| SUPPLIED DATA |
========================================================================
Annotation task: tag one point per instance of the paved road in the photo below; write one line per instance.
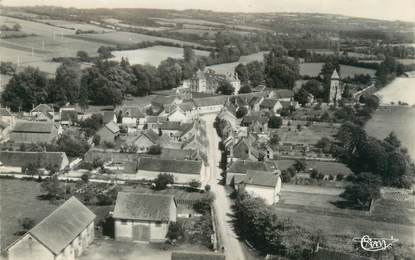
(222, 204)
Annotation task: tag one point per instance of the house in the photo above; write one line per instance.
(238, 169)
(34, 132)
(197, 255)
(143, 217)
(109, 116)
(42, 112)
(209, 104)
(17, 161)
(262, 184)
(270, 105)
(109, 132)
(132, 116)
(183, 171)
(63, 235)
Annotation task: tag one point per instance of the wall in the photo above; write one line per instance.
(28, 248)
(267, 193)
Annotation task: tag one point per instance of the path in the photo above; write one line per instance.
(222, 203)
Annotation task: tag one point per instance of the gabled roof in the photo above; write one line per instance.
(138, 206)
(40, 159)
(63, 225)
(113, 127)
(268, 103)
(33, 127)
(335, 75)
(132, 111)
(242, 166)
(197, 256)
(261, 178)
(43, 108)
(165, 165)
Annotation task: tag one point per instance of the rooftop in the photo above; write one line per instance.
(139, 206)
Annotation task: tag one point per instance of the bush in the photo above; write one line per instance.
(162, 180)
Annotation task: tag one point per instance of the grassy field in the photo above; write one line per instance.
(120, 38)
(152, 55)
(313, 69)
(397, 119)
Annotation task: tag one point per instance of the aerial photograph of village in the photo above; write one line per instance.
(211, 130)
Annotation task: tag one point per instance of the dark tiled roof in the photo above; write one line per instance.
(21, 159)
(33, 127)
(261, 178)
(197, 256)
(164, 165)
(58, 229)
(153, 207)
(242, 166)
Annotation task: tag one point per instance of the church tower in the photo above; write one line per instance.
(336, 89)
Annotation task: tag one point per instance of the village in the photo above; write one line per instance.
(115, 160)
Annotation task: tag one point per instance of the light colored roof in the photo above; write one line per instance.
(63, 225)
(335, 75)
(40, 159)
(113, 127)
(33, 127)
(197, 255)
(261, 178)
(153, 207)
(165, 165)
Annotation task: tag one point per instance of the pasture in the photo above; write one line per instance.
(397, 119)
(313, 69)
(152, 55)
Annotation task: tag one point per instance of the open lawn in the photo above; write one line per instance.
(152, 55)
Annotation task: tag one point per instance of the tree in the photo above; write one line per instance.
(225, 88)
(83, 56)
(53, 188)
(25, 90)
(275, 122)
(301, 96)
(68, 81)
(194, 184)
(162, 180)
(242, 72)
(245, 89)
(241, 112)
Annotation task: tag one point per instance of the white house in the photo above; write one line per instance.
(143, 217)
(183, 171)
(63, 235)
(262, 184)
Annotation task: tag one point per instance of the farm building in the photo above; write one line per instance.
(183, 171)
(262, 184)
(16, 161)
(143, 217)
(63, 235)
(34, 132)
(197, 255)
(109, 132)
(238, 169)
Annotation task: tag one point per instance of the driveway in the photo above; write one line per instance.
(222, 203)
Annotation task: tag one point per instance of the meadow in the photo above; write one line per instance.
(152, 55)
(397, 119)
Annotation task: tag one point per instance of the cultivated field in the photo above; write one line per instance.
(313, 69)
(152, 55)
(122, 38)
(397, 119)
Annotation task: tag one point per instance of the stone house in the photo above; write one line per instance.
(63, 235)
(143, 217)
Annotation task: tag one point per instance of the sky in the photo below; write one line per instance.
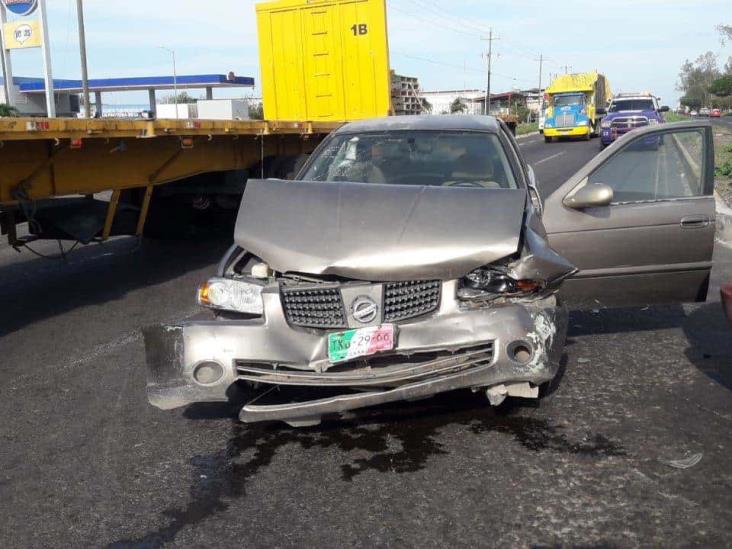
(638, 44)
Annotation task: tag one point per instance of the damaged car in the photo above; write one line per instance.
(412, 256)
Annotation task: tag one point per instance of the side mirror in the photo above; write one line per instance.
(590, 196)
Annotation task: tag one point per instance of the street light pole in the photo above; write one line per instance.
(490, 40)
(82, 50)
(175, 80)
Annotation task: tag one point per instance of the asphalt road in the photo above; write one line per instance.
(85, 461)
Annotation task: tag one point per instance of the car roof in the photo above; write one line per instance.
(424, 122)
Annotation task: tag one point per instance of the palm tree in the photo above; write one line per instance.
(7, 110)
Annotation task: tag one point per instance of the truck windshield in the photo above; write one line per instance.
(448, 159)
(567, 100)
(632, 105)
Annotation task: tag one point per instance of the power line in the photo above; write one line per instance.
(441, 25)
(490, 56)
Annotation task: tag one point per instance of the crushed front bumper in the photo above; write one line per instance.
(457, 347)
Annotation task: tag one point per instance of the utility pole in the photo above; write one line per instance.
(7, 66)
(541, 95)
(175, 80)
(490, 40)
(46, 47)
(82, 50)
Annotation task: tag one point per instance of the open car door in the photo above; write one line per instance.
(638, 220)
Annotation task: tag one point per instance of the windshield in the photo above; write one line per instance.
(449, 159)
(632, 105)
(567, 100)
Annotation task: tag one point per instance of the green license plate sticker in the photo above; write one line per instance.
(351, 344)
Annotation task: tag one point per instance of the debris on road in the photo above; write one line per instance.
(683, 463)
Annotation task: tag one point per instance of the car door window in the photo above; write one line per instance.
(656, 167)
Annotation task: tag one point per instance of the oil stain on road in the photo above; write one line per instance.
(400, 439)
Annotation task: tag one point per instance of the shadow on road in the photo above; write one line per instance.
(710, 343)
(36, 289)
(398, 438)
(705, 327)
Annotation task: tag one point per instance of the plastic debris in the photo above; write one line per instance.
(683, 463)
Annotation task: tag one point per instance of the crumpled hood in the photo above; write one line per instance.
(378, 232)
(625, 114)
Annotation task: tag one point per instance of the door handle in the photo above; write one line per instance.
(694, 221)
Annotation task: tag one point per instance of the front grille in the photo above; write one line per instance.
(565, 121)
(403, 300)
(629, 122)
(323, 307)
(314, 307)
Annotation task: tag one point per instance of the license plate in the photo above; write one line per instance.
(360, 342)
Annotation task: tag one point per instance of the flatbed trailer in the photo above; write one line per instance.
(42, 159)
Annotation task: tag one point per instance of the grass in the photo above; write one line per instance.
(523, 129)
(723, 163)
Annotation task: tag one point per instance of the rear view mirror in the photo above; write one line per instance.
(590, 196)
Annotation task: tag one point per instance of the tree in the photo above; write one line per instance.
(7, 111)
(721, 87)
(695, 79)
(458, 106)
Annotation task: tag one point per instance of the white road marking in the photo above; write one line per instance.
(548, 158)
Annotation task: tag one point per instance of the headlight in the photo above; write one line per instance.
(231, 295)
(492, 282)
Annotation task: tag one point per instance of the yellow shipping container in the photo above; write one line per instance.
(324, 60)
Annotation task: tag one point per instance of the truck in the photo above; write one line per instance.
(573, 101)
(628, 111)
(322, 63)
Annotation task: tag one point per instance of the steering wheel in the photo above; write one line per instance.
(423, 178)
(466, 184)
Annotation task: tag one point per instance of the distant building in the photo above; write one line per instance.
(442, 100)
(508, 102)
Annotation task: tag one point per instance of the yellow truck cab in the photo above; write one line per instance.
(572, 103)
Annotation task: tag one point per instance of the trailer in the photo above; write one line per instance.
(323, 63)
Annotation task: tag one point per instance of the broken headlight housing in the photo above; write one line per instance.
(238, 296)
(490, 282)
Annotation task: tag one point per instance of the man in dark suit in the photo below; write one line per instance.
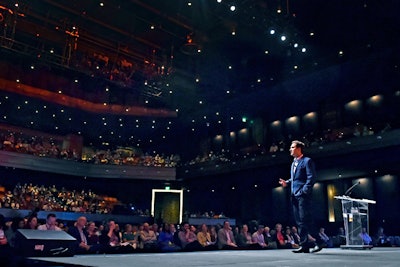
(302, 179)
(82, 239)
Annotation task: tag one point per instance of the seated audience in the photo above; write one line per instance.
(279, 237)
(188, 239)
(148, 238)
(129, 237)
(325, 238)
(93, 235)
(295, 235)
(82, 238)
(110, 241)
(289, 237)
(204, 238)
(381, 240)
(50, 224)
(367, 240)
(166, 239)
(258, 239)
(226, 239)
(269, 239)
(32, 222)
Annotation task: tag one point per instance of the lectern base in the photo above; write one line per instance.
(356, 246)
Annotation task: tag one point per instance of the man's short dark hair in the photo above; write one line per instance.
(299, 144)
(51, 215)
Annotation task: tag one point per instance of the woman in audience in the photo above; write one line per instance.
(204, 238)
(32, 222)
(128, 237)
(244, 239)
(93, 237)
(166, 239)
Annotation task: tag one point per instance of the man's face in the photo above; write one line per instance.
(294, 150)
(52, 221)
(82, 221)
(227, 225)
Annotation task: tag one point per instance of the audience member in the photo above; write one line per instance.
(204, 238)
(258, 238)
(51, 223)
(188, 238)
(381, 239)
(279, 237)
(79, 232)
(367, 240)
(32, 222)
(325, 238)
(166, 239)
(226, 239)
(148, 238)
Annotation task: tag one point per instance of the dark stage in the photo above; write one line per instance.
(326, 257)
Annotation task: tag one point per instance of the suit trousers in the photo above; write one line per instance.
(302, 209)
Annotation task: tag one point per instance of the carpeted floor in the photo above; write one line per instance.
(325, 258)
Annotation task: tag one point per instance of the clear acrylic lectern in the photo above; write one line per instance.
(355, 217)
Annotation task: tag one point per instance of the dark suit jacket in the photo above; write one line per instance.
(73, 231)
(302, 180)
(223, 239)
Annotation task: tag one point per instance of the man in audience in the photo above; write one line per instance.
(226, 239)
(188, 239)
(269, 239)
(295, 234)
(148, 238)
(367, 240)
(325, 238)
(50, 224)
(258, 237)
(79, 232)
(279, 237)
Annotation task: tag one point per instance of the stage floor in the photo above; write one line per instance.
(325, 258)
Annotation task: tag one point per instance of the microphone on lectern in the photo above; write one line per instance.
(348, 192)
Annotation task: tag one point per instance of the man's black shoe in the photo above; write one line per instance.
(316, 249)
(301, 250)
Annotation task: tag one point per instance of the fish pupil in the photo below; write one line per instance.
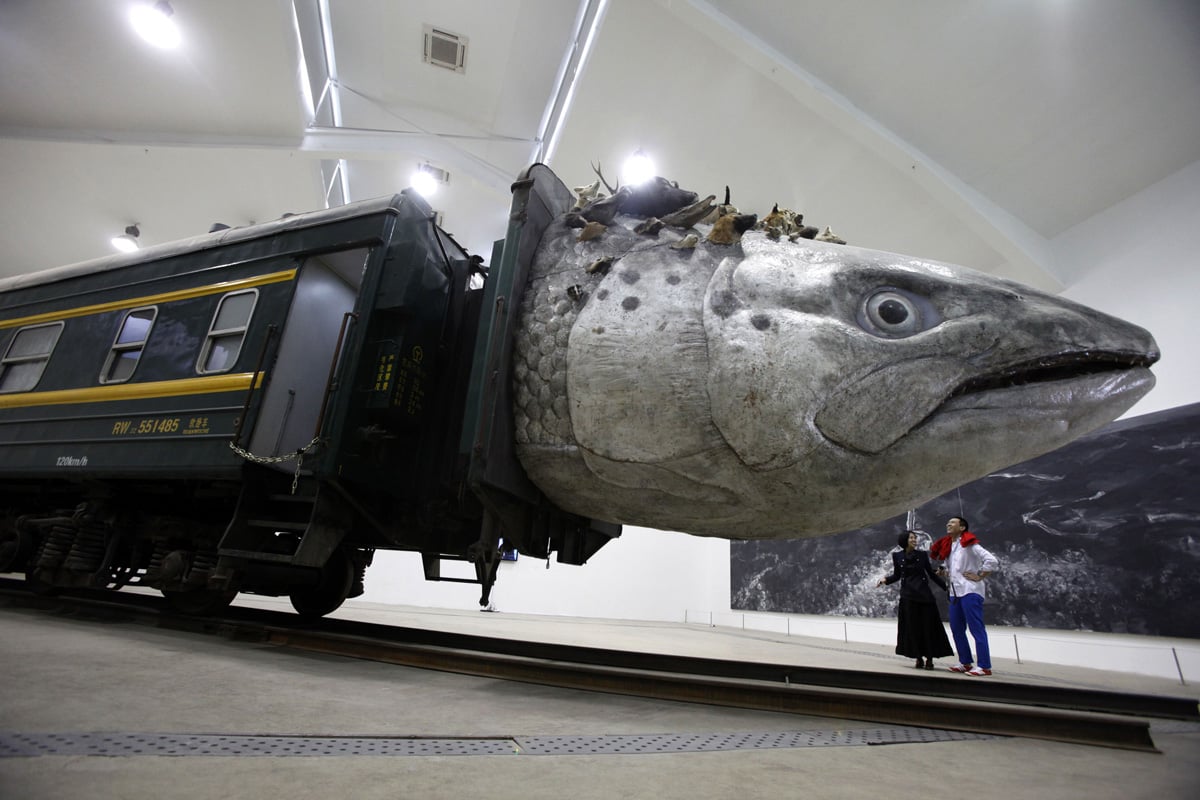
========================================================================
| BRIEF |
Starting at the line containing "Annotation task: tag one point per instance of the stage" and ending with the final line of the items above, write those lines out again with "lectern" swapped for "podium" and everything else left as it is. Leave the pictures out.

| COMPLETED EXERCISE |
Annotation task: tag one point per instance of the stage floor in the photo above; write one line per instance.
(325, 258)
Annotation task: tag one point per instance of the microphone on podium in the photo above; write one line per instance.
(348, 192)
Annotation task: tag one point per instance of the man's black shoe in the photo above; write one line per instance.
(316, 249)
(301, 250)
Annotation task: tag one point per instance of the fish pupil in the photo below; write one line per instance.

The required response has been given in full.